WRITTEN TASK 1: Reproduce the part of the Dutch Top 40 article from "Meanwhile the Dutch" through "commercial radiostation Qmusic.", word for word.
WRITTEN TASK 2: For each statement, say yes or no according to the Dutch Top 40 article, and quote the words that decide it. (a) The Stichting Nederlandse Top 40 bought the Top 40 in September 1974. (b) Radio 538 stopped broadcasting the Dutch Top 40 in 2020. (c) Ferry Maat presented the Top 40 when TROS broadcast it on Hilversum 3.

SELECTED EXCERPT:
########
The Dutch Top 40 () is a weekly music chart compiled by Stichting Nederlandse Top 40. It started as a radio program titled "Veronica Top 40", on the offshore station Radio Veronica in 1965. It remained "The Veronica Top 40" until 1974, when the station was forced to stop broadcasting. Joost den Draaijer initiated the Top 40 in the Netherlands. The show currently airs on Fridays from 2 to 6 PM on Qmusic.

History
On January 2, 1965, the first Top 40 was compiled, with its first #1 hit "I Feel Fine" by The Beatles. In September 1974, the Stichting Nederlandse Top 40 bought the Top 40 and named it De Nederlandse Top 40. The Dutch Top 40 is one of the four official charts in the Netherlands, the other three being the B2B Single Top 100, which is based entirely on pure sales and streaming, the Mega Top 30 from (NPO 3FM) which, like the Dutch Top 40 also includes airplay data and the 538 Top 50.

From October 4th. 1974 until May 20th. 1976, the Top 40 was broadcast by TROS on the pop radio station Hilversum 3, presented by Dutch famous DJ Ferry Maat. From May 28th, 1976 until November 29th. 1985 the Top 40 was broadcast by Veronica on Hilversum 3. As of December 1st. 1985, after the rename of the station name to Radio 3, the Top 40 continued to be broadcast by Veronica on Radio 3.

In January 1993 Radio 3 decided that the broadcasting of two hit lists (the other one was the Nationale Top 100) on one radio station must come to an end and therefore as from February 7th. 1993 Radio 3 started to broadcast a new hitlist: the Mega Top 50 and wanted to terminate the broadcasting of the Top 40. Due to a lawsuit of the Stichting Nederlandse Top 40, Veronica had to continue broadcasting the Dutch Top 40 on Radio 3 until December 18th. 1993.

Meanwhile the Dutch Top 40 was also broadcast on the Dutch commercial radiostation Radio 538 since June 1993. The list continued to be broadcast on this radiostation until December 28th. 2018, when Radio 538 discontinued the broadcasting of the Dutch Top 40. As from January 4th. 2019, the Top 40 is broadcast by the Dutch commercial radiostation Qmusic.
########
Stored data entries:
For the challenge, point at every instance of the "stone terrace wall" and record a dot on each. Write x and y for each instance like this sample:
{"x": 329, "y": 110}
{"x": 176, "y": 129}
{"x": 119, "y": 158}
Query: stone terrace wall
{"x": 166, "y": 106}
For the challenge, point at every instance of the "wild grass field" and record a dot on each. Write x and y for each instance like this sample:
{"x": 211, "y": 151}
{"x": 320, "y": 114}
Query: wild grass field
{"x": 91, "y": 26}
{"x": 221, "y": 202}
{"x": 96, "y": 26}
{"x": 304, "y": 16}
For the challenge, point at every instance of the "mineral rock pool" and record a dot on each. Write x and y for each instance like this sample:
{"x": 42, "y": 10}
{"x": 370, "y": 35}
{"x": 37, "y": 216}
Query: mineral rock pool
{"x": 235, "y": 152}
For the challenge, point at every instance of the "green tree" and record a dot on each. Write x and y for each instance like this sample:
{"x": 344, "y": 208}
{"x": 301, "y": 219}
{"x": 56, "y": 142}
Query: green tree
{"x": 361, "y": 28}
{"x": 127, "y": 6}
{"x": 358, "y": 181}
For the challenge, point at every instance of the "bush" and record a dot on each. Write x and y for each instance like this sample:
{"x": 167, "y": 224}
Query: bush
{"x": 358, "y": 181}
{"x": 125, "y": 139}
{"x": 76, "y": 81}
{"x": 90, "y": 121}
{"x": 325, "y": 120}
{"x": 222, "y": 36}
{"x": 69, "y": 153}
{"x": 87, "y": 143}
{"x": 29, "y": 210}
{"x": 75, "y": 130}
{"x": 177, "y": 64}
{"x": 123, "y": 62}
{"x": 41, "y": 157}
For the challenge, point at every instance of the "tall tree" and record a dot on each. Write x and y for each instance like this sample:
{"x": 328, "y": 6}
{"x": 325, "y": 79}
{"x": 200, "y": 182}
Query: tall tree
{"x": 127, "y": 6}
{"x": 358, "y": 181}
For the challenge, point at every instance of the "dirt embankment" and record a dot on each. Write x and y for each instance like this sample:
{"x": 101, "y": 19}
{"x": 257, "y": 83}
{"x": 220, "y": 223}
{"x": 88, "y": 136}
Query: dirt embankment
########
ANSWER 1:
Meanwhile the Dutch Top 40 was also broadcast on the Dutch commercial radiostation Radio 538 since June 1993. The list continued to be broadcast on this radiostation until December 28th. 2018, when Radio 538 discontinued the broadcasting of the Dutch Top 40. As from January 4th. 2019, the Top 40 is broadcast by the Dutch commercial radiostation Qmusic.

ANSWER 2:
(a) Yes: "In September 1974, the Stichting Nederlandse Top 40 bought the Top 40"
(b) No: "The list continued to be broadcast on this radiostation until December 28th. 2018, when Radio 538 discontinued the broadcasting of the Dutch Top 40"
(c) Yes: "the Top 40 was broadcast by TROS on the pop radio station Hilversum 3, presented by Dutch famous DJ Ferry Maat"